Rijen met annotatiegegevens van kaders
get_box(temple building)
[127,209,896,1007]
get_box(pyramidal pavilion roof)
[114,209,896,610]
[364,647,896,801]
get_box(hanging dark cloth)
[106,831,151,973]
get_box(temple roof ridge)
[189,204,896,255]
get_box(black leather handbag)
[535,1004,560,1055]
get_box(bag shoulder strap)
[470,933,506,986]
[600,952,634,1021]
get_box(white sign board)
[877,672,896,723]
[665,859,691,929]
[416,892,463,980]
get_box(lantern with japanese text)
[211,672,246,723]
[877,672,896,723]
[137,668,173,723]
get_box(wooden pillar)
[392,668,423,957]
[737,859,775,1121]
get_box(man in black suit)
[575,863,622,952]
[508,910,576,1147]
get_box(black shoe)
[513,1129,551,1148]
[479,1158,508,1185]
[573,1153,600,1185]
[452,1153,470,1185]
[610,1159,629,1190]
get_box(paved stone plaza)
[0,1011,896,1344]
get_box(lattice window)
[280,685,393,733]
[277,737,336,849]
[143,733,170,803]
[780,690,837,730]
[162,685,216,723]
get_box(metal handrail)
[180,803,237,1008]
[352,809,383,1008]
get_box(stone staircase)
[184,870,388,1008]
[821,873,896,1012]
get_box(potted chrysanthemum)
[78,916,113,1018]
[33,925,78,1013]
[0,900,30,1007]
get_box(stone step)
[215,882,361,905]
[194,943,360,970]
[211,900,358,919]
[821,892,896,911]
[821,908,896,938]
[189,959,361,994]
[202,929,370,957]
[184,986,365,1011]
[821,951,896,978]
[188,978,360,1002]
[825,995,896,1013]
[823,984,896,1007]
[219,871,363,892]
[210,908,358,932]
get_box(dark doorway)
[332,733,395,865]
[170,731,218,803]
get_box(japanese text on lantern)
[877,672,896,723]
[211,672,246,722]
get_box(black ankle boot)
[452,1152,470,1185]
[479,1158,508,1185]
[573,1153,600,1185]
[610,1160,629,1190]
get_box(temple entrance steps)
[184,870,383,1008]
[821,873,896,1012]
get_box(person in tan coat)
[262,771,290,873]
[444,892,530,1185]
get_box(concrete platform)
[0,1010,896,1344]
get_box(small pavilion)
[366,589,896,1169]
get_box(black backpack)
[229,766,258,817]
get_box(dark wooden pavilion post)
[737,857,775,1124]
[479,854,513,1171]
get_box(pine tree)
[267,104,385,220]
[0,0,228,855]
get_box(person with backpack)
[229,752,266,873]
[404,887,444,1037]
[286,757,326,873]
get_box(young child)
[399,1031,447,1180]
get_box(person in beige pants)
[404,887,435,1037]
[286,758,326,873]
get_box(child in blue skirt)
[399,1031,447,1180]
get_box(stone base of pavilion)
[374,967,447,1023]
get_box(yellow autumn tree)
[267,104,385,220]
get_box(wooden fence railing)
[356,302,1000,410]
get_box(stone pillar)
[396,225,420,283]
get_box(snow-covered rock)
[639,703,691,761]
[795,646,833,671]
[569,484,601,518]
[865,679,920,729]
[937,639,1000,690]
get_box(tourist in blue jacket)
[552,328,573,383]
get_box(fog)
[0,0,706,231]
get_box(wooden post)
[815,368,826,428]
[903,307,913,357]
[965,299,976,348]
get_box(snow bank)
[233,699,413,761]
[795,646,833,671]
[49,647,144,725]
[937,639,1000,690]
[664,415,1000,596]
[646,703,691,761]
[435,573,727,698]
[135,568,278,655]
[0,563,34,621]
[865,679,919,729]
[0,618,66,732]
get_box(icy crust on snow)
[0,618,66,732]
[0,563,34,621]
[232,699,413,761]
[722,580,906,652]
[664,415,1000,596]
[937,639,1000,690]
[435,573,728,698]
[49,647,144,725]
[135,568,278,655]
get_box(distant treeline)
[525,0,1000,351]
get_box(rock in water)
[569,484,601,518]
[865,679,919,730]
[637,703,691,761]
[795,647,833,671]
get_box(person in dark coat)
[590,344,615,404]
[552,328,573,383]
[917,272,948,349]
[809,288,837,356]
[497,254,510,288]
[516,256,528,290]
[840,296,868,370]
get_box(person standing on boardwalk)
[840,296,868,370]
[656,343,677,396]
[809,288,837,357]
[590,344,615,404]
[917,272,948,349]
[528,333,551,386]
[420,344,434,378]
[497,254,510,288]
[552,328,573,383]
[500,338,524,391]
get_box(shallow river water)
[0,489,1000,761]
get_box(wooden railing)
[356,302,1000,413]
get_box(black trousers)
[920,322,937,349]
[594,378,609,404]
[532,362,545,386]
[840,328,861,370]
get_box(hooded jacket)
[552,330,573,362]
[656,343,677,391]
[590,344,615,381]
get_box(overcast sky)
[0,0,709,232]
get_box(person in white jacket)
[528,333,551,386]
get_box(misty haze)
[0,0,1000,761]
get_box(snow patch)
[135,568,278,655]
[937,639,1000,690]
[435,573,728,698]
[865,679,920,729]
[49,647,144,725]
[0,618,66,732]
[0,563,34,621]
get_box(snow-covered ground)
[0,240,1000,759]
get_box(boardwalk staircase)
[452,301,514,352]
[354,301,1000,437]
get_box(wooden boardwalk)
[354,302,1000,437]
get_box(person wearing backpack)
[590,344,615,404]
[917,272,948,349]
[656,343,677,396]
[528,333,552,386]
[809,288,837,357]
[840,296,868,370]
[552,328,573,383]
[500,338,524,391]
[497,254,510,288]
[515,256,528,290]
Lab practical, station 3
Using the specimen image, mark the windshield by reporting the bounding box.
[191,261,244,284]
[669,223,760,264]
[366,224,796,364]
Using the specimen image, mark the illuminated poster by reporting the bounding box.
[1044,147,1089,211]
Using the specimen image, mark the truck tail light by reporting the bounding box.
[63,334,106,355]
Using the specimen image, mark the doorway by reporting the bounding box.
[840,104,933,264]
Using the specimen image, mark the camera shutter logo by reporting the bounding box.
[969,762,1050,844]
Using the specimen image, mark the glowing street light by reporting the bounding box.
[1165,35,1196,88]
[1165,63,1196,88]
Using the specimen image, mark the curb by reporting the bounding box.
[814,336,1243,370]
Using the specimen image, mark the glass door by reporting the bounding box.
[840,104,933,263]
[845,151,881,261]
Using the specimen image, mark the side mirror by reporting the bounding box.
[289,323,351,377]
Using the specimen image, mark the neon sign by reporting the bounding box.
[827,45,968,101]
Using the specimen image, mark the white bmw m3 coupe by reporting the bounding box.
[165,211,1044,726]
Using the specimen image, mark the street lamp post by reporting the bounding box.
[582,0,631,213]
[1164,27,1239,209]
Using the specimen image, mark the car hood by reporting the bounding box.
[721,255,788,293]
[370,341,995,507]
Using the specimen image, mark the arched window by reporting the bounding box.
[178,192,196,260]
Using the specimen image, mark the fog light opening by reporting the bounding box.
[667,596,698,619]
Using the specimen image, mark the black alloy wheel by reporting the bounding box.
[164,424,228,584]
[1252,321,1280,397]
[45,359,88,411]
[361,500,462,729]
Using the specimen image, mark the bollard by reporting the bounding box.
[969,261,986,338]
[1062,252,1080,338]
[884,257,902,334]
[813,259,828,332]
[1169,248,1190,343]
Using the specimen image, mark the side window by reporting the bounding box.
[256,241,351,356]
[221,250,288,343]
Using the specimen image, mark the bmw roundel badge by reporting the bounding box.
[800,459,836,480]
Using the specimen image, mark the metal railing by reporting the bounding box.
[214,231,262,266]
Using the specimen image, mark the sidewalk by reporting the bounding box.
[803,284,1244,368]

Details van opgave
Vervang in de regels vanaf het begin van de records tot en met de regel met "[508,910,576,1147]" de tekst "wooden pillar" door "stone pillar". Geef alleen die regels weer en laat de rest ongewijzigd.

Resultaat oefening
get_box(temple building)
[127,209,896,1007]
get_box(pyramidal pavilion roof)
[114,209,896,610]
[364,647,896,801]
get_box(hanging dark cloth)
[106,831,151,973]
get_box(temple roof ridge)
[189,204,896,255]
get_box(black leather handbag)
[535,1004,560,1055]
get_box(bag shoulder strap)
[470,933,506,986]
[600,952,634,1021]
get_box(white sign board)
[877,672,896,723]
[665,859,691,929]
[416,892,463,980]
get_box(lantern with japanese text)
[211,672,246,723]
[877,672,896,723]
[137,668,173,723]
get_box(stone pillar)
[392,668,423,957]
[737,859,775,1121]
get_box(man in black suit)
[575,863,622,952]
[508,910,576,1147]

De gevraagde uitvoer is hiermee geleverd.